Document text:
^^^^
I hope this long article will help you better understand and tune your ForgeRock Directory Servers for search performances. Please let me know how it goes.

Better index troubleshooting with ForgeRock DS / OpenDJ

Many years ago, I wrote about troubleshooting indexes and search performances, explaining the magicdebugSearchIndex” operational attribute, that allows an administrator to get from the server information about the processing of indexes for a specific search query.

The returned value provides insights on the indexes that were used for a particular search, how they were used and how the resulting set of candidates was built, allowing an administrator to understand whether indexes are used optimally or need to be tailored better for specific search queries and filters, in combination with access logs and other tools such as backendstat.

In DS 6.5, we’ve made some improvements in the search filter processing and we’ve changed the format of the debugSearchIndex value to provide a better reporting of how indexes are used.

The new format is now JSON based, which allow to give it more structure and all could be processed programatically. Here are a few examples of output of the new debugSearchIndex attribute values.

$ bin/ldapsearch -h localhost -p 1389 -D "cn=directory manager" -b "dc=example,dc=com" "(&(cn=*Den*)(mail=user.19*))" debugsearchindex
Password for user 'cn=directory manager': *********

dn: cn=debugsearch
debugsearchindex: {"filter":{"intersection":[{"index":"mail.caseIgnoreIA5SubstringsMatch:6", "exact":"ser.19","candidates":111,"retained":111},{"index":"mail.caseIgnoreIA5SubstringsMatch:6", "exact":"user.1","candidates":1111,"retained":111},
{"filter":"(cn=*Den*)", "index":"cn.caseIgnoreSubstringsMatch:6",
"range":"[den,deo[","candidates":103,"retained":5}], "candidates":5},"final":5}

Let’s look at the debugSearchIndex value and interpret it:

{
"filter": {
"intersection": [
{
"index": "mail.caseIgnoreIA5SubstringsMatch:6",
"exact": "ser.19",
"candidates": 111,
"retained": 111
},
{
"index": "mail.caseIgnoreIA5SubstringsMatch:6",
"exact": "user.1",
"candidates": 1111,
"retained": 111
},
{
"filter": "(cn=*Den*)",
"index": "cn.caseIgnoreSubstringsMatch:6",
"range": "[den,deo[",
"candidates": 103,
"retained": 5
}
],
"candidates": 5
},
"final": 5
}

The filter had 2 components: (cn=*Den*) and (mail=user.19*). Because the whole filter is an AND, the result set is an intersection of several index lookups. Also, both substring filters, but one is a substring of 3 characters and the second one a substring of 7 characters. By default, substring indexes are built with substrings of 6 characters. So the filters are treated differently. The server optimises the processing of indexes so that it will try to first to use the queries that are the most effective. In the case above, the filter (mail=user.19*) is preferred. 2 records are read from the index, and that results in a list of 111 candidates. Then, the server use the remaining filter to narrow the result list. Because the string Den is shorter than the indexed substrings, the server scans a range of keys in the index, starting from the first key match “den” and stopping before the key that matches “deo”. This results in 103 candidates, but only 5 are retained because they were parts of the previous result set. So the result is 5 entries that are matching these filters.
^^^^
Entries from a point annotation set
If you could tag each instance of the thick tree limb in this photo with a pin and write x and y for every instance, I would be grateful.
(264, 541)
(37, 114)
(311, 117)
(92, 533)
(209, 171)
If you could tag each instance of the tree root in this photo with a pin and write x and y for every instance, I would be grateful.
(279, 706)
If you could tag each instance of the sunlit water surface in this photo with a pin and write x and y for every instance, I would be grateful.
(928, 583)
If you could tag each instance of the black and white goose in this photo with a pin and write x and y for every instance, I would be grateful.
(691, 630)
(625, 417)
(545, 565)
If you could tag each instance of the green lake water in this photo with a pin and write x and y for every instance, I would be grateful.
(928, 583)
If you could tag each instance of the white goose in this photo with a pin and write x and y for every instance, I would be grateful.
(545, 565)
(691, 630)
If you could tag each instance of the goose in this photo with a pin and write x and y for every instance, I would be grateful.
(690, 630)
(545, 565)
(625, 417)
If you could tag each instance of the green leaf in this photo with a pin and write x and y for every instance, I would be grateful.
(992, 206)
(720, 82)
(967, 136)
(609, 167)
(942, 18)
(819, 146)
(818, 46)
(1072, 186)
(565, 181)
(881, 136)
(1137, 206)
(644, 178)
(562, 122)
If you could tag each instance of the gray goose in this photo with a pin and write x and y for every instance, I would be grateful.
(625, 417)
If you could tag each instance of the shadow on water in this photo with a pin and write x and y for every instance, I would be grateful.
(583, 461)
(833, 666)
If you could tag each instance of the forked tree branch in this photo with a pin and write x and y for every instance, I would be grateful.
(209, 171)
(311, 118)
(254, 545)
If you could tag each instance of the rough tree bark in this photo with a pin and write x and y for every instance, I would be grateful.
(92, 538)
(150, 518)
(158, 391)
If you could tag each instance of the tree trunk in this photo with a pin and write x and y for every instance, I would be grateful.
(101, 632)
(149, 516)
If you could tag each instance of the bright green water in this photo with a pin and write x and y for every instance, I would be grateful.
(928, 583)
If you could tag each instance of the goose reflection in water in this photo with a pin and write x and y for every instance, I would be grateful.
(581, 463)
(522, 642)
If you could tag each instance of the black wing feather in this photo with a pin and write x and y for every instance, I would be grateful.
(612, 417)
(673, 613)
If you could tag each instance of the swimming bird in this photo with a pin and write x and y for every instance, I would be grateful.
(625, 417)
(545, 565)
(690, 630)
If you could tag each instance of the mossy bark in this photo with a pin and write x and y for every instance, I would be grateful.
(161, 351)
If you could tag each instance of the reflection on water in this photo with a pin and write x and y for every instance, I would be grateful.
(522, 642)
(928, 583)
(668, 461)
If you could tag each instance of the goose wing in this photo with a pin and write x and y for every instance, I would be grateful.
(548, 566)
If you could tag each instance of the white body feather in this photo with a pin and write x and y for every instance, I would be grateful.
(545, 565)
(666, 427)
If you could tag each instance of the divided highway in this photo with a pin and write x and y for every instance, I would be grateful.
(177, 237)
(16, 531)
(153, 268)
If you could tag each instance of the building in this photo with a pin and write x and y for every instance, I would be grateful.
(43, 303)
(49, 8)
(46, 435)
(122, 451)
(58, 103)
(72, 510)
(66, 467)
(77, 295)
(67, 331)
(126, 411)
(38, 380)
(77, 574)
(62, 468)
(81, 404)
^^^^
What you will do:
1 > Reproduce word for word the stretch of the index troubleshooting article from "I hope this" through "specific search query.".
2 > Quote exactly the stretch of the listing from the line containing "If you could tag each instance of the building" through the final line of the listing.

Expected responses:
1 >
I hope this long article will help you better understand and tune your ForgeRock Directory Servers for search performances. Please let me know how it goes.

Better index troubleshooting with ForgeRock DS / OpenDJ

Many years ago, I wrote about troubleshooting indexes and search performances, explaining the magicdebugSearchIndex” operational attribute, that allows an administrator to get from the server information about the processing of indexes for a specific search query.

2 >
If you could tag each instance of the building in this photo with a pin and write x and y for every instance, I would be grateful.
(43, 303)
(49, 8)
(46, 435)
(122, 451)
(58, 103)
(72, 510)
(66, 467)
(77, 295)
(67, 331)
(126, 411)
(38, 380)
(77, 574)
(62, 468)
(81, 404)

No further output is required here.